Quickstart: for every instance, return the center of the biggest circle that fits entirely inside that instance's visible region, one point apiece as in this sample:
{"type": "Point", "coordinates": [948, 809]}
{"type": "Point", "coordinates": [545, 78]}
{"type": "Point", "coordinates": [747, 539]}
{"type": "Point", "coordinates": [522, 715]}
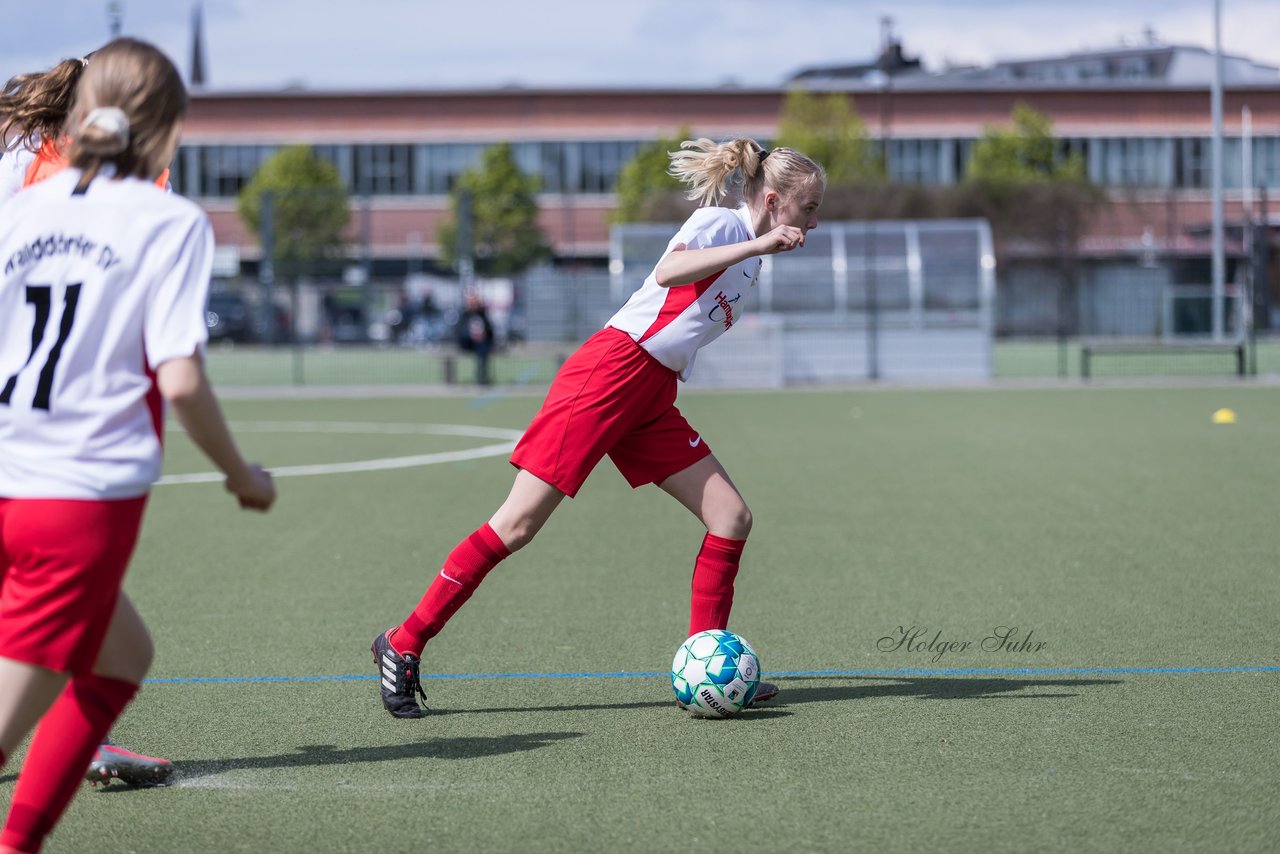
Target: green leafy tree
{"type": "Point", "coordinates": [503, 215]}
{"type": "Point", "coordinates": [1024, 153]}
{"type": "Point", "coordinates": [309, 208]}
{"type": "Point", "coordinates": [828, 129]}
{"type": "Point", "coordinates": [1034, 197]}
{"type": "Point", "coordinates": [645, 190]}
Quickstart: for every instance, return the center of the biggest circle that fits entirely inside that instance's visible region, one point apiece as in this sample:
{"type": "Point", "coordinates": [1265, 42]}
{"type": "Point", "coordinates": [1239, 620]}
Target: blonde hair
{"type": "Point", "coordinates": [740, 169]}
{"type": "Point", "coordinates": [127, 104]}
{"type": "Point", "coordinates": [35, 106]}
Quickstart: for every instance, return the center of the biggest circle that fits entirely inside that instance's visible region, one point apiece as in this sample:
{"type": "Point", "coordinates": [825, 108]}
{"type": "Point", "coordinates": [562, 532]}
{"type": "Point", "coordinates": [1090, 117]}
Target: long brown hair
{"type": "Point", "coordinates": [136, 80]}
{"type": "Point", "coordinates": [35, 106]}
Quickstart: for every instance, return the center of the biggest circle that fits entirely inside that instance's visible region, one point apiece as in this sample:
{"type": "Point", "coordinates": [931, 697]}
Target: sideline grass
{"type": "Point", "coordinates": [1118, 526]}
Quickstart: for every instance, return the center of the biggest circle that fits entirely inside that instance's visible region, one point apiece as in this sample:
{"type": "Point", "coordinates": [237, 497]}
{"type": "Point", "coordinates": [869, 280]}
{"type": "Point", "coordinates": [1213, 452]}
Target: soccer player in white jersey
{"type": "Point", "coordinates": [103, 286]}
{"type": "Point", "coordinates": [616, 396]}
{"type": "Point", "coordinates": [32, 118]}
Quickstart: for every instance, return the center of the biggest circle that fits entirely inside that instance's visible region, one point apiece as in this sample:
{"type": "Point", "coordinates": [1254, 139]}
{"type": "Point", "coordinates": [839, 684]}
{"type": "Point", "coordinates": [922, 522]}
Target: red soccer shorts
{"type": "Point", "coordinates": [611, 397]}
{"type": "Point", "coordinates": [62, 563]}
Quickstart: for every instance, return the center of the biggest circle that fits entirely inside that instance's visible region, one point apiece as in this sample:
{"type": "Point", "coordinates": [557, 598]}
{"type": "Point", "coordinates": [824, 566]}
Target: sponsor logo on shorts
{"type": "Point", "coordinates": [723, 309]}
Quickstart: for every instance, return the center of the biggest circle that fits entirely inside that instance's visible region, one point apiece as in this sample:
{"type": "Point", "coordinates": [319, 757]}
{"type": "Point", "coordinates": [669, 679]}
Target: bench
{"type": "Point", "coordinates": [1155, 346]}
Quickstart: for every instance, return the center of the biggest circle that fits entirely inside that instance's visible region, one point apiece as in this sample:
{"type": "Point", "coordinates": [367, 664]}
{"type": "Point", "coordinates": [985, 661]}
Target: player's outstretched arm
{"type": "Point", "coordinates": [183, 384]}
{"type": "Point", "coordinates": [685, 265]}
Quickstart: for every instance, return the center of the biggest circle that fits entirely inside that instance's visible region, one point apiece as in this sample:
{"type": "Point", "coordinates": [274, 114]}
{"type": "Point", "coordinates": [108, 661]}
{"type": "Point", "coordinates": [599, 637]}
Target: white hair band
{"type": "Point", "coordinates": [110, 119]}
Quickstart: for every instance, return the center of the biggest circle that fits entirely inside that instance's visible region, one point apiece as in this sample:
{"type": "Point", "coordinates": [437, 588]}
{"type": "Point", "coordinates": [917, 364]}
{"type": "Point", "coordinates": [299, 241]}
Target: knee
{"type": "Point", "coordinates": [734, 523]}
{"type": "Point", "coordinates": [135, 667]}
{"type": "Point", "coordinates": [517, 531]}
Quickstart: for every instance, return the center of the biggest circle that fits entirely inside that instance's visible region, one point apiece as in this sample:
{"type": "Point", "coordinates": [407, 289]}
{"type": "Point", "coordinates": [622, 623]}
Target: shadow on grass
{"type": "Point", "coordinates": [932, 688]}
{"type": "Point", "coordinates": [832, 690]}
{"type": "Point", "coordinates": [327, 754]}
{"type": "Point", "coordinates": [851, 688]}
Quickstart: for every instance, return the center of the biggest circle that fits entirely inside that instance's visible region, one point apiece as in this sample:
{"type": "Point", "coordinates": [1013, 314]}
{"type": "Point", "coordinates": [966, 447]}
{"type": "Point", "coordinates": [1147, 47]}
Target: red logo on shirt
{"type": "Point", "coordinates": [726, 305]}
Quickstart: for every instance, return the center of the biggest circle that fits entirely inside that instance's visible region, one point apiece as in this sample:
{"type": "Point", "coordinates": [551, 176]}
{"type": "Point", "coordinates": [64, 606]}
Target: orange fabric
{"type": "Point", "coordinates": [50, 160]}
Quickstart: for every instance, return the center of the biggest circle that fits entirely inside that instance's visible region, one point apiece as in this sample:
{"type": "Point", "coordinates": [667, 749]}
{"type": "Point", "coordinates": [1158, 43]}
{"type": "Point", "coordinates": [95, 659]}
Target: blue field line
{"type": "Point", "coordinates": [627, 674]}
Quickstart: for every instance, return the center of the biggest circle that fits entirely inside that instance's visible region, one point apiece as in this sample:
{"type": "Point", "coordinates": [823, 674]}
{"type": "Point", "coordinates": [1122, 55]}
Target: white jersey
{"type": "Point", "coordinates": [13, 169]}
{"type": "Point", "coordinates": [96, 291]}
{"type": "Point", "coordinates": [673, 323]}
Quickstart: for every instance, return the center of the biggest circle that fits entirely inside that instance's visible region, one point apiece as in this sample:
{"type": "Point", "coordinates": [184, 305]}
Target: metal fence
{"type": "Point", "coordinates": [863, 301]}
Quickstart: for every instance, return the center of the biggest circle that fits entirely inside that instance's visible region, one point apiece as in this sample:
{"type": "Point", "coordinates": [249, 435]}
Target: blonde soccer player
{"type": "Point", "coordinates": [103, 287]}
{"type": "Point", "coordinates": [616, 397]}
{"type": "Point", "coordinates": [32, 122]}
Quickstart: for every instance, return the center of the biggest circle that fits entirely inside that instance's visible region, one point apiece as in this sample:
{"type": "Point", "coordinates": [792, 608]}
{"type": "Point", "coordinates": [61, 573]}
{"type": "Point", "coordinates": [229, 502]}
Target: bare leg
{"type": "Point", "coordinates": [26, 694]}
{"type": "Point", "coordinates": [705, 489]}
{"type": "Point", "coordinates": [528, 507]}
{"type": "Point", "coordinates": [127, 649]}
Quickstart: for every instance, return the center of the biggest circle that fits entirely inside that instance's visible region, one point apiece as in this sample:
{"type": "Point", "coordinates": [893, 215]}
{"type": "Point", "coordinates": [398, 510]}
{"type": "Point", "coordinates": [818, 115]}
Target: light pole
{"type": "Point", "coordinates": [1219, 260]}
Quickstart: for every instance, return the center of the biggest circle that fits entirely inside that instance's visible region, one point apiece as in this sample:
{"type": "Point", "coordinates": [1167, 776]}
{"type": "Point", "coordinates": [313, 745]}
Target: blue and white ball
{"type": "Point", "coordinates": [716, 674]}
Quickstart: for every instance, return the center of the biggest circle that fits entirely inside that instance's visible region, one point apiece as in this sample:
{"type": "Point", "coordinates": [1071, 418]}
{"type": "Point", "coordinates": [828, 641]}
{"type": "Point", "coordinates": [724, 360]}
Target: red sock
{"type": "Point", "coordinates": [462, 572]}
{"type": "Point", "coordinates": [713, 583]}
{"type": "Point", "coordinates": [60, 752]}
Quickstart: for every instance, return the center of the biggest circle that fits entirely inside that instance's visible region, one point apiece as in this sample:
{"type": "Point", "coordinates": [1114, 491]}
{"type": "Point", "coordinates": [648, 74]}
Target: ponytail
{"type": "Point", "coordinates": [740, 169]}
{"type": "Point", "coordinates": [716, 172]}
{"type": "Point", "coordinates": [35, 106]}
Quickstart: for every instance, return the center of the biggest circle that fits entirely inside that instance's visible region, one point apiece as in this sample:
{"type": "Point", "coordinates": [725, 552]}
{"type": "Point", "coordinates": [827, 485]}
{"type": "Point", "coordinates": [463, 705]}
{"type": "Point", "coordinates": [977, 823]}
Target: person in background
{"type": "Point", "coordinates": [475, 334]}
{"type": "Point", "coordinates": [99, 329]}
{"type": "Point", "coordinates": [616, 396]}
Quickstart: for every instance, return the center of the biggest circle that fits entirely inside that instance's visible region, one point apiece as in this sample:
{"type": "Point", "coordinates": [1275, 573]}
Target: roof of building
{"type": "Point", "coordinates": [1153, 64]}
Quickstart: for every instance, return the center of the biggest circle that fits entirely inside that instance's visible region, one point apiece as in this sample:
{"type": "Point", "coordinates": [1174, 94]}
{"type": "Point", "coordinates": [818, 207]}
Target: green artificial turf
{"type": "Point", "coordinates": [1119, 528]}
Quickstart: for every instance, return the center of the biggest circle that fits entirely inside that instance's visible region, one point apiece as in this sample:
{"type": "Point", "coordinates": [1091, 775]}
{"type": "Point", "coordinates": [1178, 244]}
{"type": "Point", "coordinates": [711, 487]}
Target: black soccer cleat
{"type": "Point", "coordinates": [398, 679]}
{"type": "Point", "coordinates": [113, 762]}
{"type": "Point", "coordinates": [764, 693]}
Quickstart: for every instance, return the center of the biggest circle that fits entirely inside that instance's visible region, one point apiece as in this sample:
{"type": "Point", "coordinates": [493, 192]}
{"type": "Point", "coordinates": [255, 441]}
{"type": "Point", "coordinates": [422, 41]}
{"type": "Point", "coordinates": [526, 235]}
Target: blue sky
{"type": "Point", "coordinates": [430, 44]}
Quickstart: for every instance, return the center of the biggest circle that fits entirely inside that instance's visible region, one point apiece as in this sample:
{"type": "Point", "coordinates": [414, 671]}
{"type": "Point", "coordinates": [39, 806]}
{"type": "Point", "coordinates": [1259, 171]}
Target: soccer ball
{"type": "Point", "coordinates": [716, 674]}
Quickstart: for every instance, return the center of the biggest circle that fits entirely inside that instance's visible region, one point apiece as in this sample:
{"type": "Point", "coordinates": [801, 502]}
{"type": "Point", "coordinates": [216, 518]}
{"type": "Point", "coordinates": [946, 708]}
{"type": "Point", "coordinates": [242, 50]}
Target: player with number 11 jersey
{"type": "Point", "coordinates": [88, 306]}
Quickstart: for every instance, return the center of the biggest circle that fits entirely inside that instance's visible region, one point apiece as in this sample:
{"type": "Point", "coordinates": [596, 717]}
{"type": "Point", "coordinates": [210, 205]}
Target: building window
{"type": "Point", "coordinates": [1266, 163]}
{"type": "Point", "coordinates": [218, 172]}
{"type": "Point", "coordinates": [1194, 163]}
{"type": "Point", "coordinates": [915, 161]}
{"type": "Point", "coordinates": [602, 161]}
{"type": "Point", "coordinates": [383, 170]}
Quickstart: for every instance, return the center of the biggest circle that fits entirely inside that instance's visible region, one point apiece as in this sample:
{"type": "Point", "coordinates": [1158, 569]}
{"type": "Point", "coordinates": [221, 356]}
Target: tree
{"type": "Point", "coordinates": [645, 190]}
{"type": "Point", "coordinates": [309, 208]}
{"type": "Point", "coordinates": [502, 204]}
{"type": "Point", "coordinates": [827, 128]}
{"type": "Point", "coordinates": [1034, 199]}
{"type": "Point", "coordinates": [1023, 154]}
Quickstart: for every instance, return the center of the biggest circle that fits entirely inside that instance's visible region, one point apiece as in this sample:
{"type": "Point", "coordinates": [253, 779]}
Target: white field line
{"type": "Point", "coordinates": [508, 443]}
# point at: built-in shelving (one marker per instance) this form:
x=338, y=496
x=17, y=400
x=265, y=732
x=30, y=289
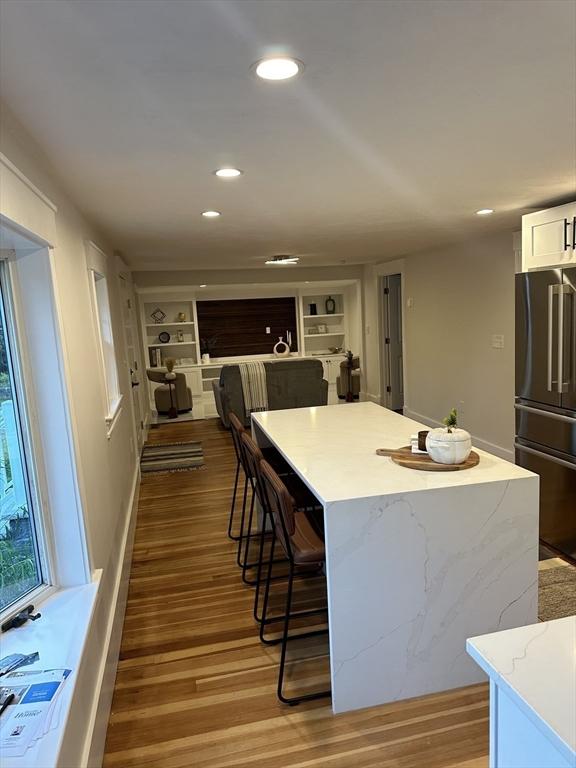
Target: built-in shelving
x=315, y=317
x=168, y=325
x=322, y=335
x=342, y=330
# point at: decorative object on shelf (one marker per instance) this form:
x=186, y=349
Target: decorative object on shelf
x=349, y=369
x=207, y=346
x=170, y=377
x=450, y=445
x=281, y=348
x=155, y=357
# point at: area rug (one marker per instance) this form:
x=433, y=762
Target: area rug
x=556, y=593
x=172, y=457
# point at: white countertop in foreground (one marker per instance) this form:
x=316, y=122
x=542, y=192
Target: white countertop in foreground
x=333, y=449
x=537, y=667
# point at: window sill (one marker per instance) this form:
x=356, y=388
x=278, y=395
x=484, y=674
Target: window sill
x=113, y=416
x=60, y=638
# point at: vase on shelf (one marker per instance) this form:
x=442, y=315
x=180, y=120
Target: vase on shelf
x=281, y=348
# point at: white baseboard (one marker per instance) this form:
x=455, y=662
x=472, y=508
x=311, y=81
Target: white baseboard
x=369, y=397
x=111, y=614
x=484, y=445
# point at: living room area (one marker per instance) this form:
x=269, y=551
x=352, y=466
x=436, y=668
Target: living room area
x=288, y=383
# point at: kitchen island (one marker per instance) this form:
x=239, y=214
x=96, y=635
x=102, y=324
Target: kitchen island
x=416, y=562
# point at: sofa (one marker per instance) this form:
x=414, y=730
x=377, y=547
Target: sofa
x=180, y=392
x=295, y=383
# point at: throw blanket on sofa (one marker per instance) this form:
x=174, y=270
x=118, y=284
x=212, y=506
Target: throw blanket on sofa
x=254, y=388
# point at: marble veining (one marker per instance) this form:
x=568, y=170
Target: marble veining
x=416, y=562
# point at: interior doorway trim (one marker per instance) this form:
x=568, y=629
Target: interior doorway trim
x=382, y=271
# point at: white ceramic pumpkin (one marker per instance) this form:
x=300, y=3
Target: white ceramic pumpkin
x=281, y=348
x=448, y=447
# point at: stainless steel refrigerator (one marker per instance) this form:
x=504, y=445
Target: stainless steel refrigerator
x=546, y=397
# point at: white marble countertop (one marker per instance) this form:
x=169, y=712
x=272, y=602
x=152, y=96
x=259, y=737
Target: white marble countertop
x=333, y=449
x=537, y=667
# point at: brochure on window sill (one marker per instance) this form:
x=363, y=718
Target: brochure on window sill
x=34, y=711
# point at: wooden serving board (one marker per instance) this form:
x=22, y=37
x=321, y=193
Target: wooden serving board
x=405, y=458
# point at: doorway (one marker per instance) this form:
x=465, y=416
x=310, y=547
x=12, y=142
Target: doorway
x=133, y=358
x=391, y=340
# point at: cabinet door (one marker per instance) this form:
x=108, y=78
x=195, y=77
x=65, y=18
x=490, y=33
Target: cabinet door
x=548, y=238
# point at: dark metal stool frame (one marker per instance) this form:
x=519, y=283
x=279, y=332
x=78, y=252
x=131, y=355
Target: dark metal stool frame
——————
Across the material above, count each line with the string "dark" and state the number alone.

2